What to work on:
The data below contains pictures, which are to be skipped; the lines starting at the line with "In this exercise you will find the body" and ending at the line with "[(496, 470), (235, 192), (425, 99), (492, 446)]" are to be output exactly, both ends included.

Provided information:
<<<<
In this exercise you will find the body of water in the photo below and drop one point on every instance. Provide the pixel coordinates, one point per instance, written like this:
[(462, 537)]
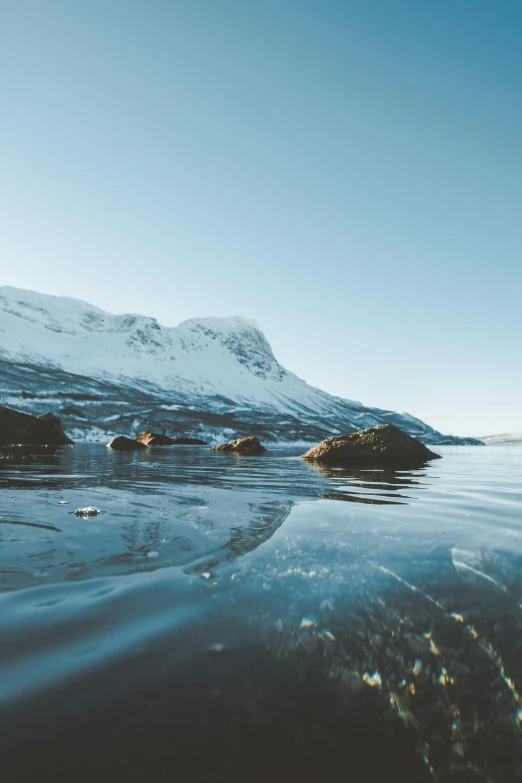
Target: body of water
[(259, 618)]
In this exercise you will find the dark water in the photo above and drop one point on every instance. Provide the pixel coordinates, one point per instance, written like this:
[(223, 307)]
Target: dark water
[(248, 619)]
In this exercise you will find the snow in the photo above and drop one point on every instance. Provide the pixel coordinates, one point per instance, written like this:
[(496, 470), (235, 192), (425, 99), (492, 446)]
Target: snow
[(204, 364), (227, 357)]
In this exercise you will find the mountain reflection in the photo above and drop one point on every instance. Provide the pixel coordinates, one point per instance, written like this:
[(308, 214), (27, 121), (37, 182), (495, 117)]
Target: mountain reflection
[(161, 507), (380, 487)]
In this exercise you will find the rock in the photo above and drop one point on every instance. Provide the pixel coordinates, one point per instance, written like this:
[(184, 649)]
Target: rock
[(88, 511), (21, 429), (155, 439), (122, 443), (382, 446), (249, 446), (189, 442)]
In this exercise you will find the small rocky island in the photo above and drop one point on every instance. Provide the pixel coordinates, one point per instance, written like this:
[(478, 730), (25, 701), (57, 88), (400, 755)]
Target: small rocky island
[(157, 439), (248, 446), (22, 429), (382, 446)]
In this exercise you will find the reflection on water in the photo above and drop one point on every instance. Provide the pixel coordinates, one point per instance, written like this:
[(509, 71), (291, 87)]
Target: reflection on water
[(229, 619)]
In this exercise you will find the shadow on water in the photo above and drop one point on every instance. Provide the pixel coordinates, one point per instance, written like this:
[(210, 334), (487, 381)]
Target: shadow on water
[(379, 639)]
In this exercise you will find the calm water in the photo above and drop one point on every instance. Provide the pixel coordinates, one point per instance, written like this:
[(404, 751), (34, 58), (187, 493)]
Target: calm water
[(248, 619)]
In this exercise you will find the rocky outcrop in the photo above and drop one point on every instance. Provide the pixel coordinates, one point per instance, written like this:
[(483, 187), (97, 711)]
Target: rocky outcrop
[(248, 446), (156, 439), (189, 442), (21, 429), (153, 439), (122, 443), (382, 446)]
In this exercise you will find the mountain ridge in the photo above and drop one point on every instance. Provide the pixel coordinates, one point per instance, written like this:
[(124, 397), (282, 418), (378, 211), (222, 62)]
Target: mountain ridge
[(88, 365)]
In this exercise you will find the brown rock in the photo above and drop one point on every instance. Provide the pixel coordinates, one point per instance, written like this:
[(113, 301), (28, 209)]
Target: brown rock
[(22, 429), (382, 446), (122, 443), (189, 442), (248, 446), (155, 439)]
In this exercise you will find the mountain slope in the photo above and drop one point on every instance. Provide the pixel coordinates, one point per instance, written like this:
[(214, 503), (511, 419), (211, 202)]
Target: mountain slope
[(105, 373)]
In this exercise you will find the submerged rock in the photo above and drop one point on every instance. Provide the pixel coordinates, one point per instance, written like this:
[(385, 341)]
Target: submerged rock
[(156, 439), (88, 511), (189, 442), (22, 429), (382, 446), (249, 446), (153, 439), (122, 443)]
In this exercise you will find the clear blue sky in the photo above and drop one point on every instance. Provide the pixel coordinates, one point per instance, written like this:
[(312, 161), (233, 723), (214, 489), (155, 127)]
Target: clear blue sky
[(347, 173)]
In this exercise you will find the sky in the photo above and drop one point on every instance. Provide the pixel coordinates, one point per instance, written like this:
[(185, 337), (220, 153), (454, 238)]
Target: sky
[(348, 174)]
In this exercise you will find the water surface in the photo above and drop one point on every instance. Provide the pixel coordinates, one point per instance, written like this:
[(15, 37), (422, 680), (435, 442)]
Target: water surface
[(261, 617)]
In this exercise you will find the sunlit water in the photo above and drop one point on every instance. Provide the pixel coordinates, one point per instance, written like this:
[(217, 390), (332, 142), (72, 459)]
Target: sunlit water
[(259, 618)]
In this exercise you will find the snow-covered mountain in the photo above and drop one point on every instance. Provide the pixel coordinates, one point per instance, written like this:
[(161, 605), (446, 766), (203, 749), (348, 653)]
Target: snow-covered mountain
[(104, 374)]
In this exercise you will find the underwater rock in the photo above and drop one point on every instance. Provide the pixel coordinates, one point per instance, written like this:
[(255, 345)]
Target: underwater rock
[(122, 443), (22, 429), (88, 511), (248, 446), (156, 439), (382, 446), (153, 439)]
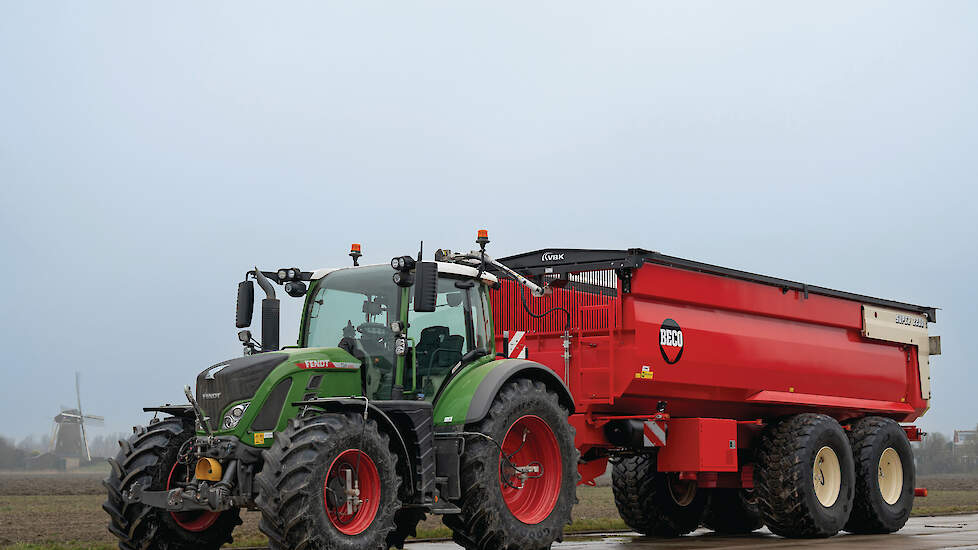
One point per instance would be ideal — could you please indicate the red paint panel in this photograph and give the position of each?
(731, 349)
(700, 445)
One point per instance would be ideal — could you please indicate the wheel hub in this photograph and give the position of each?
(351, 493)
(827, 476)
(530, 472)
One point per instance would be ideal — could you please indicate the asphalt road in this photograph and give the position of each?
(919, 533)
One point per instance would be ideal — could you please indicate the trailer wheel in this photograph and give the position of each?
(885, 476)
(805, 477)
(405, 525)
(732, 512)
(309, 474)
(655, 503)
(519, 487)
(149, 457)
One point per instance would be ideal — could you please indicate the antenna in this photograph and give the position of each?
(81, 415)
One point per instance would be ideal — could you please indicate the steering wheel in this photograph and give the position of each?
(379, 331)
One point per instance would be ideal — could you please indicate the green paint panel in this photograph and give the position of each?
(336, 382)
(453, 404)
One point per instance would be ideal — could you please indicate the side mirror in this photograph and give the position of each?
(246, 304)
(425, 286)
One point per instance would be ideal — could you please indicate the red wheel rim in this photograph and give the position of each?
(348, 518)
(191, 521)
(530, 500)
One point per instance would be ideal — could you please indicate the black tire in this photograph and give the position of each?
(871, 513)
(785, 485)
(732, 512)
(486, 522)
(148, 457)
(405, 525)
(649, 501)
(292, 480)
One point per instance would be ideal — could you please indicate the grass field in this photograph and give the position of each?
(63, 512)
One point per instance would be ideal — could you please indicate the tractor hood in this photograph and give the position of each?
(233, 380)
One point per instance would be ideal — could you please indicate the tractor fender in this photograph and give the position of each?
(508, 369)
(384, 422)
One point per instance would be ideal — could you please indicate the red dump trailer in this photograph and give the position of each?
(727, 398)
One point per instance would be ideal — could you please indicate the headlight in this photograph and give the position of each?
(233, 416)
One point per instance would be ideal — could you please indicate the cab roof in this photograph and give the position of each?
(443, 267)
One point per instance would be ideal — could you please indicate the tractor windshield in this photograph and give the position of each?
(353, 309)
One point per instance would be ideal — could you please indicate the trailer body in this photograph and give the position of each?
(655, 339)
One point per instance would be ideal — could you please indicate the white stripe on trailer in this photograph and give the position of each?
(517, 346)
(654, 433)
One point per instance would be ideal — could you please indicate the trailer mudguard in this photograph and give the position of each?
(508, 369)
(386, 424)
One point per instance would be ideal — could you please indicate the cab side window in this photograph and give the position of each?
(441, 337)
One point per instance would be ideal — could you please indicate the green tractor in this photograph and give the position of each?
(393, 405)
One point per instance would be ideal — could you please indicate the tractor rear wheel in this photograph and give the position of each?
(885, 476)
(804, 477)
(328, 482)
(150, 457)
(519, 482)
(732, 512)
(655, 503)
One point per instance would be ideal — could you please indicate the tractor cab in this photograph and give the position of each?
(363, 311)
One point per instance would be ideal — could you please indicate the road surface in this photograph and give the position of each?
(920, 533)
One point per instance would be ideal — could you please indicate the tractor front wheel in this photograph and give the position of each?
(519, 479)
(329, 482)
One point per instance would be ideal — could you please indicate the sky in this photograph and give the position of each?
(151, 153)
>>>>
<<<<
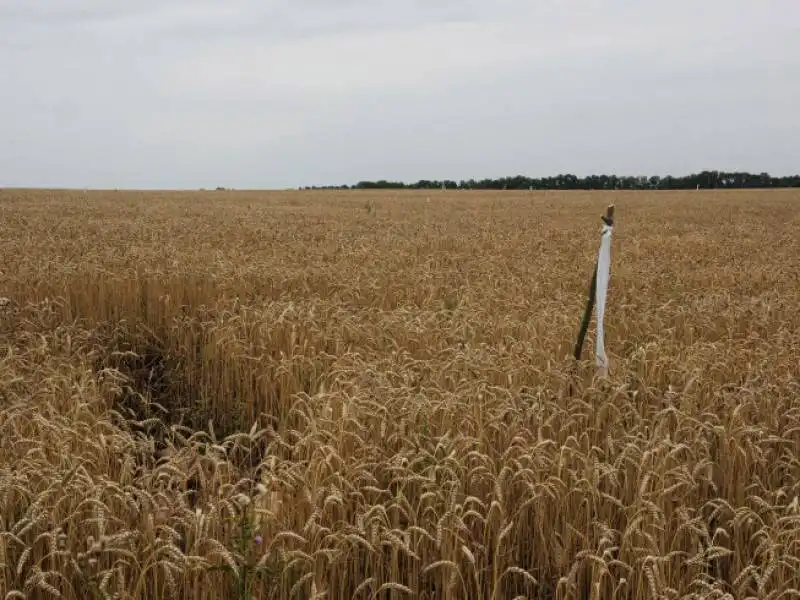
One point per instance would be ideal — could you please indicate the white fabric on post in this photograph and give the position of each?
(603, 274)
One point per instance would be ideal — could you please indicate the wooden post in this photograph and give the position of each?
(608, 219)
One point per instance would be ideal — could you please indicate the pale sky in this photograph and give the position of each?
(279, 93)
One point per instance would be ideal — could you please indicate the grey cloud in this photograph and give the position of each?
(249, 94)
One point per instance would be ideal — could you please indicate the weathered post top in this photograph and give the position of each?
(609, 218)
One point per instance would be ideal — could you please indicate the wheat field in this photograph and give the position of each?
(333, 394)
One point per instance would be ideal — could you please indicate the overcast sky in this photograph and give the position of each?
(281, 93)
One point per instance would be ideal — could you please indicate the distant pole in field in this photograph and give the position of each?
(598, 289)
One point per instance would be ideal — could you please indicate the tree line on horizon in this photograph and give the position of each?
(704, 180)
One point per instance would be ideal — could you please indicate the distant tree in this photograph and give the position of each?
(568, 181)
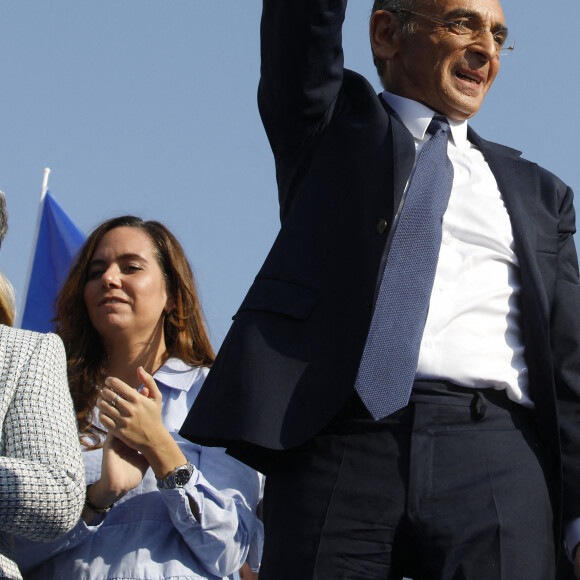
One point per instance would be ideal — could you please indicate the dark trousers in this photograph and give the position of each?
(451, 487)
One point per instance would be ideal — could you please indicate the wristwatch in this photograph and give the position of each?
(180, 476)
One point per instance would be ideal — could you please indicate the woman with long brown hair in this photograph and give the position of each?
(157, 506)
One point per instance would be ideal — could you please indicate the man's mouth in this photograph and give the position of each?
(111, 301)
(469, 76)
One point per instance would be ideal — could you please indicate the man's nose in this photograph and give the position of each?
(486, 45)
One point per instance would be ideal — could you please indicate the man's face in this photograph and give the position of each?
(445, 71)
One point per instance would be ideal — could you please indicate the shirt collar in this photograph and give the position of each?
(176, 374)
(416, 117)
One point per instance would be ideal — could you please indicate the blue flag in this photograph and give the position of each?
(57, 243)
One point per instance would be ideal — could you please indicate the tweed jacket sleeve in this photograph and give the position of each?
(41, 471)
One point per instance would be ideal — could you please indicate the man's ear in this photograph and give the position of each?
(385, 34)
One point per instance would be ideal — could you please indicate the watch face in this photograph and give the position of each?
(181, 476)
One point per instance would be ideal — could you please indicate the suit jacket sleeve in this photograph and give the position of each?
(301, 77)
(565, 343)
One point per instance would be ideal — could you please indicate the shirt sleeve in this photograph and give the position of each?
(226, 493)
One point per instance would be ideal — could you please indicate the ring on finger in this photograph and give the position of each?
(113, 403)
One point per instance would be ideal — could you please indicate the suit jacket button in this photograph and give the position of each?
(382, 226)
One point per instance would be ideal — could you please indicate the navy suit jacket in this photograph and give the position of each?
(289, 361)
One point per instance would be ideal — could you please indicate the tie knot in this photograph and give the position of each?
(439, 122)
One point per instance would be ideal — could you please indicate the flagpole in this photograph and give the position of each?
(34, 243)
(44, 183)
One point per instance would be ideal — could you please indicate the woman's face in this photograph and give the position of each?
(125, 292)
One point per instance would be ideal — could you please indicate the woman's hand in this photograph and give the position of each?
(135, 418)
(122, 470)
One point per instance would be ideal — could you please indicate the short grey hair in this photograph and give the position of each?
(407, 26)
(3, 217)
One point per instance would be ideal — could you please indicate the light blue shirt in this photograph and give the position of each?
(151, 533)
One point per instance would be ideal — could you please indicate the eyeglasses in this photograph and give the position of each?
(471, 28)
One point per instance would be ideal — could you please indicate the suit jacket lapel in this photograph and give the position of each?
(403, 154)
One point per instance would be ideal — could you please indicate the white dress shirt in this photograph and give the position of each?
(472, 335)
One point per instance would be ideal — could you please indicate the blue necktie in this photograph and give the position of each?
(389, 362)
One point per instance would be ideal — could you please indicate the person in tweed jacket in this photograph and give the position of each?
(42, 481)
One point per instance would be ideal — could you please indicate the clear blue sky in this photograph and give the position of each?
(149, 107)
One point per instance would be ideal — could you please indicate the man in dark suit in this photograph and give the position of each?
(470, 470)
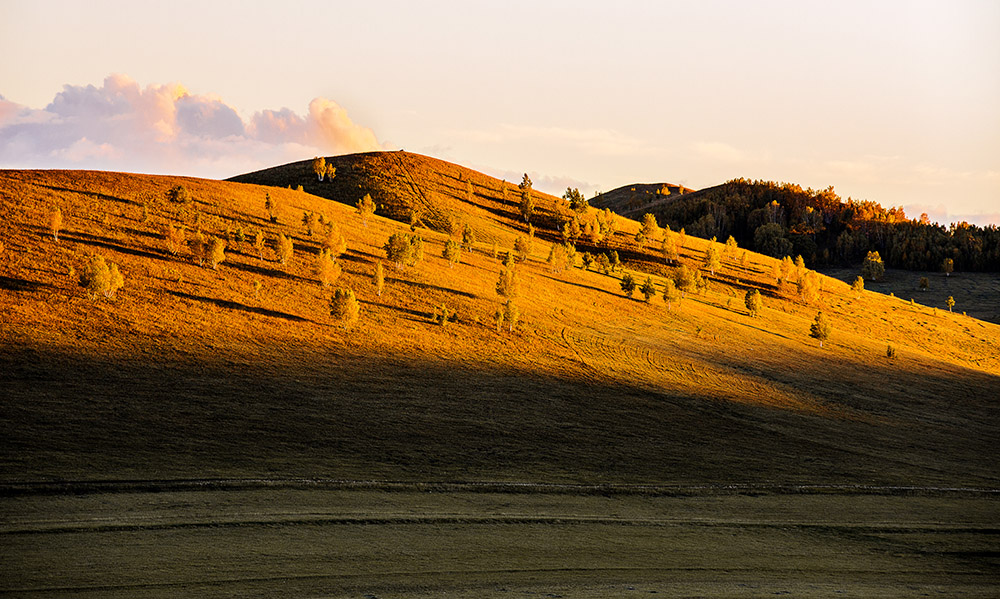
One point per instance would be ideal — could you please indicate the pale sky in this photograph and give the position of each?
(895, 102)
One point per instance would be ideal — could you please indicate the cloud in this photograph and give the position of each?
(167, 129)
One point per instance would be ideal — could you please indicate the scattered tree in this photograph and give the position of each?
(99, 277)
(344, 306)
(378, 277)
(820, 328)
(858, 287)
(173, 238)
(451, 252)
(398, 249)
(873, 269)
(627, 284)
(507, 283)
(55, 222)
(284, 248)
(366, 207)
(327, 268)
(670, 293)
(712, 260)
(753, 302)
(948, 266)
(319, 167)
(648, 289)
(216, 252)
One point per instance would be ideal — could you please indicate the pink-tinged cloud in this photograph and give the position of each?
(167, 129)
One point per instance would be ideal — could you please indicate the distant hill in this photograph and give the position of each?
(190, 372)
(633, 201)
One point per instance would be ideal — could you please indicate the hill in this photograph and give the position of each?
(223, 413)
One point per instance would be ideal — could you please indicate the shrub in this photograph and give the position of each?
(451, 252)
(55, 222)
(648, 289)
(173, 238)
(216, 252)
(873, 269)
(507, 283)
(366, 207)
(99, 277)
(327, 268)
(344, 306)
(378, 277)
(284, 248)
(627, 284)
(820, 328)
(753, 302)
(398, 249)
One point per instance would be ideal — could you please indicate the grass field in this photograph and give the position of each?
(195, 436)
>>>>
<<<<
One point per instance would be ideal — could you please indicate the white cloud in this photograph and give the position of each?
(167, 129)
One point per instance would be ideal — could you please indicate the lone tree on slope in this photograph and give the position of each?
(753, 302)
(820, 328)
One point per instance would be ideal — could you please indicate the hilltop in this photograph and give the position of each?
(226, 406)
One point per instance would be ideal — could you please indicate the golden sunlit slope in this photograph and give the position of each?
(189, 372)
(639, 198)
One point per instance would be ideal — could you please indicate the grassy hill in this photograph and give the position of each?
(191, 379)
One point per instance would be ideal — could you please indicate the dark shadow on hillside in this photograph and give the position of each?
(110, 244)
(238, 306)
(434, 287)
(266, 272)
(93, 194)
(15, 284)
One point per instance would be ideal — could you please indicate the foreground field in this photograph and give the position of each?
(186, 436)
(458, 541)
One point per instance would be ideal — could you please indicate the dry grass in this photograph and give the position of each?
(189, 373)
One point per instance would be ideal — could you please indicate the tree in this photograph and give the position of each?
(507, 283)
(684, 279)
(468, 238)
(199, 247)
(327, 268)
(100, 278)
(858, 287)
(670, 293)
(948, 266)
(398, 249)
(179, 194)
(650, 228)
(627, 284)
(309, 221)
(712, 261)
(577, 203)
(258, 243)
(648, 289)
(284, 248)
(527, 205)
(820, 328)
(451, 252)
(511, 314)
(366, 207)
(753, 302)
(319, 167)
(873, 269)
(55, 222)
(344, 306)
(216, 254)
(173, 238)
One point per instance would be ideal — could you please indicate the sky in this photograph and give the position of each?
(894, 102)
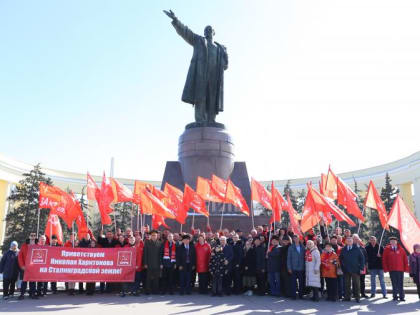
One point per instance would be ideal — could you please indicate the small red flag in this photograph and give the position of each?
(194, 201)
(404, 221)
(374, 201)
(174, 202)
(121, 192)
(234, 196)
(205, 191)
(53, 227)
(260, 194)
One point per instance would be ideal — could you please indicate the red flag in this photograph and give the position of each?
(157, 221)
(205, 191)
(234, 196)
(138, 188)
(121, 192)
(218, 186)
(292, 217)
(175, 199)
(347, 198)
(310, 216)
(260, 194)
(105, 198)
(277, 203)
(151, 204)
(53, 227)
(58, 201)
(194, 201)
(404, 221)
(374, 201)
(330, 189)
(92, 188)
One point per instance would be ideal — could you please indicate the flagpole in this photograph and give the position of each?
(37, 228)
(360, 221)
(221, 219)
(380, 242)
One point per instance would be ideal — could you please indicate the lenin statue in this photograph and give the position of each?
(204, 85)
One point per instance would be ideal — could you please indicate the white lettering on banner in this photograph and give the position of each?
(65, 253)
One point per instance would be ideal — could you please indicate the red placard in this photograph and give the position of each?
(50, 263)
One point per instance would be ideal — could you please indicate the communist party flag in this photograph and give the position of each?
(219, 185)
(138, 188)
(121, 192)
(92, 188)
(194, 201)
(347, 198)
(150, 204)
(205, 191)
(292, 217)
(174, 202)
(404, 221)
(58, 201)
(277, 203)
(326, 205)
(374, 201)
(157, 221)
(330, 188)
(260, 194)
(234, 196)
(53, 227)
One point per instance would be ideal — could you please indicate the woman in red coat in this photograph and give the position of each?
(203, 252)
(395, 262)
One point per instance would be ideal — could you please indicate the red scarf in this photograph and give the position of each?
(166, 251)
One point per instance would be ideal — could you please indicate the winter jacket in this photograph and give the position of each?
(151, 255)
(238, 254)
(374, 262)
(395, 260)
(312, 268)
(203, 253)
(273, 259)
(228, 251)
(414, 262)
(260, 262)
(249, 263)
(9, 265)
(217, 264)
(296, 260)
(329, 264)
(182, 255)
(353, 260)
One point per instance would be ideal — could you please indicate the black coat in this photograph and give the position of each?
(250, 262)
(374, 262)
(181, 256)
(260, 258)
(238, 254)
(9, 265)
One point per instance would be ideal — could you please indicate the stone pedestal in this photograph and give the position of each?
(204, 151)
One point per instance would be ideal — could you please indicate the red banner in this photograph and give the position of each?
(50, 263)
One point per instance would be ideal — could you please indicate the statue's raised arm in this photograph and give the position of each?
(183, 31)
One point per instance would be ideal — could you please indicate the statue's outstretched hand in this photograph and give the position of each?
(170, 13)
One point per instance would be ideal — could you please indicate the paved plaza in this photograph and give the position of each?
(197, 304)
>>>>
Written solution:
In this exercise you will find the body of water in the photo below and drop one point on every instance. Provide the pixel coordinates, one point per instance, written like this:
[(462, 537)]
Target: body of water
[(259, 618)]
In this exercise you will find the dark water in the photo above and drop one point on every instance. Provide the pixel coordinates, one point per instance, written like this:
[(223, 307)]
Target: dark water
[(248, 619)]
In this exercise you will find the snow in the photo above and drop one point on every instance. Provide the pixel coordinates, one point per instance, written like this:
[(496, 470), (235, 192), (425, 99), (492, 446)]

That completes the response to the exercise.